* [DO THIS]: Reproduce the listing below verbatim, line by line, without altering anything.

————————

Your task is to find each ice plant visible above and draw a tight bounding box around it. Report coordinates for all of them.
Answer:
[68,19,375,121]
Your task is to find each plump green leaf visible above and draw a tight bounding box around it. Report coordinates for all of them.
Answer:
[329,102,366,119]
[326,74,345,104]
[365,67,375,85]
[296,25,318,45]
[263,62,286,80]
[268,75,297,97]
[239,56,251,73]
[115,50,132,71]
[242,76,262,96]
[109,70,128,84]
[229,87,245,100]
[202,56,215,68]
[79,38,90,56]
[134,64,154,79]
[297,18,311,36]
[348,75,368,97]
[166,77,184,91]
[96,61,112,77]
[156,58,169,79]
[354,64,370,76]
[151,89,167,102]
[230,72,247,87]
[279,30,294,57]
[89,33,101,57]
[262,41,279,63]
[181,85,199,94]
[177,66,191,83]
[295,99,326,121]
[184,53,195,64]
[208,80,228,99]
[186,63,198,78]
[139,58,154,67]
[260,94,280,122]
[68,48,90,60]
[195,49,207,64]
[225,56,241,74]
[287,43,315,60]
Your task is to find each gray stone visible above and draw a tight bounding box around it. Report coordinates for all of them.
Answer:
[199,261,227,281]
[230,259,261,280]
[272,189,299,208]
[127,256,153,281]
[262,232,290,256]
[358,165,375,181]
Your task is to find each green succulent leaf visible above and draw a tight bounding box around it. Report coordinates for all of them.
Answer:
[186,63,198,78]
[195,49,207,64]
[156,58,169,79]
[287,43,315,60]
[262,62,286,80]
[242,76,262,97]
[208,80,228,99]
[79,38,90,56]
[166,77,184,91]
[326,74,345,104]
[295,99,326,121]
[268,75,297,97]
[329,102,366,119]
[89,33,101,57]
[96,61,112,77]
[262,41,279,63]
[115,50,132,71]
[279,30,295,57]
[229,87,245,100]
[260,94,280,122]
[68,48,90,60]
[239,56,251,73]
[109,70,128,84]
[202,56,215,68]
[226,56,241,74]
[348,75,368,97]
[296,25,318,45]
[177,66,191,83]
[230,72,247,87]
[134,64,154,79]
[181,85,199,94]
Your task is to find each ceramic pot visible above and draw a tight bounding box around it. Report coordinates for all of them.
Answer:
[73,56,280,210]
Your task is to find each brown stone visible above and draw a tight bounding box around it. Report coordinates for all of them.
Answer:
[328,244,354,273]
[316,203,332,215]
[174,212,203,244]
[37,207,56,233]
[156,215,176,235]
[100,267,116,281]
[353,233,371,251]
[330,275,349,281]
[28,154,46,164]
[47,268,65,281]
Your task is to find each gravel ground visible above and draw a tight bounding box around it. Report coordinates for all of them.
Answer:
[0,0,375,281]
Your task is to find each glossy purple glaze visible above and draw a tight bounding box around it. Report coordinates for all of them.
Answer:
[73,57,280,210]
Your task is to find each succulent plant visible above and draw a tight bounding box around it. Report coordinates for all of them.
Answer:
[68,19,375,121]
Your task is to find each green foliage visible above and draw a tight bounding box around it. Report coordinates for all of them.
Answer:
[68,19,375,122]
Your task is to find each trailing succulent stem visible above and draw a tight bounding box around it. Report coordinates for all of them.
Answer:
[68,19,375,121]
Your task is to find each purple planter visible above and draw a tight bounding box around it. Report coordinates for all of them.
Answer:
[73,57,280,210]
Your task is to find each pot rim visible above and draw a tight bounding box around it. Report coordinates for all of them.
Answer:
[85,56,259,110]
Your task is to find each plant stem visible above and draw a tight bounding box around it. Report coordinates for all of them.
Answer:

————————

* [SOLUTION TO THIS EXERCISE]:
Your task is to find each ice plant visible above and draw a tight bounding box around it. Report coordinates for all of them.
Answer:
[68,19,375,121]
Your task is to find each plump green leaf visible above and draw a tight bounding box around it. Report coordinates for all of them.
Answer:
[329,102,366,119]
[326,74,345,104]
[365,67,375,85]
[296,25,318,45]
[263,62,286,80]
[268,75,297,97]
[239,56,251,73]
[115,50,132,71]
[242,76,262,96]
[109,70,128,84]
[229,87,245,100]
[202,56,215,68]
[79,38,90,56]
[134,64,154,79]
[297,18,311,36]
[348,75,368,97]
[166,77,184,91]
[96,61,112,77]
[156,58,169,79]
[354,64,370,76]
[151,89,167,102]
[230,72,247,87]
[279,30,294,57]
[89,33,101,57]
[262,41,279,63]
[181,85,199,94]
[177,66,191,83]
[295,99,326,121]
[184,53,195,64]
[208,80,228,99]
[186,63,198,78]
[139,58,154,67]
[260,94,280,122]
[68,48,90,60]
[195,49,207,64]
[225,56,241,74]
[287,43,315,60]
Your task is to find each gray stone visible above and draw a tight bounding box around it. Report coordinates for all of them.
Answer:
[199,261,227,281]
[230,259,261,280]
[272,189,299,208]
[127,256,153,281]
[262,232,290,256]
[358,165,375,181]
Your task is to find each green succulent leaf visible above and draw a tight bounding box around it. Report coordinates for all of them.
Answer:
[186,63,198,78]
[195,49,207,64]
[156,58,169,79]
[287,43,315,60]
[262,62,286,80]
[242,76,262,97]
[208,80,228,99]
[79,38,90,56]
[166,77,184,91]
[326,74,345,104]
[295,99,326,121]
[268,75,297,97]
[329,102,366,119]
[89,33,101,57]
[96,61,112,77]
[262,41,279,63]
[115,50,132,71]
[279,30,295,57]
[229,87,245,100]
[260,94,280,122]
[68,48,90,60]
[239,56,251,73]
[109,70,128,84]
[202,56,215,68]
[226,56,241,74]
[348,75,368,97]
[296,25,318,45]
[177,66,191,83]
[230,72,247,87]
[134,64,154,79]
[181,85,199,94]
Your task is to find each ceramic pot visible above and draw a tight bounding box around it. Report coordinates for all of them.
Answer:
[73,56,280,210]
Your task is to find each brown stone visible above and draw a tight bounding box around it. Report coordinates for all of them.
Answer:
[328,244,354,273]
[316,203,332,215]
[174,212,203,244]
[37,207,56,233]
[156,215,176,235]
[100,267,116,281]
[353,233,371,251]
[330,275,349,281]
[28,154,46,164]
[47,268,65,281]
Your task is to find each gravel ground visible above and draw a tight bounding box around it. Report coordinates for all of them.
Answer:
[0,0,375,281]
Your task is to find each glossy purple glaze visible above and draw a tight bounding box around it. Report coordinates for all of them.
Answer:
[73,57,280,210]
Your task is to find each succulent plant visible above and draw a tight bounding box around it. Report coordinates for all of them.
Answer:
[68,19,375,121]
Your task is to find each green foliage visible above and draw a tight bounding box around it. Report coordinates for all of them.
Answer:
[68,19,375,122]
Your task is to find each trailing succulent stem visible above and draw a tight bounding box around it. Report coordinates for all of them.
Answer:
[68,19,375,121]
Your task is to find each purple planter visible above and draw a tight bounding box around it. Report coordinates for all of them.
Answer:
[73,57,280,210]
Your task is to find each pot rim visible above and draw a tight bounding box around it. Report coordinates for all of them.
Answer:
[85,56,259,110]
Your task is to find each plant stem visible above and draw a tight bounding box around it. Report coordinates for all of them.
Answer:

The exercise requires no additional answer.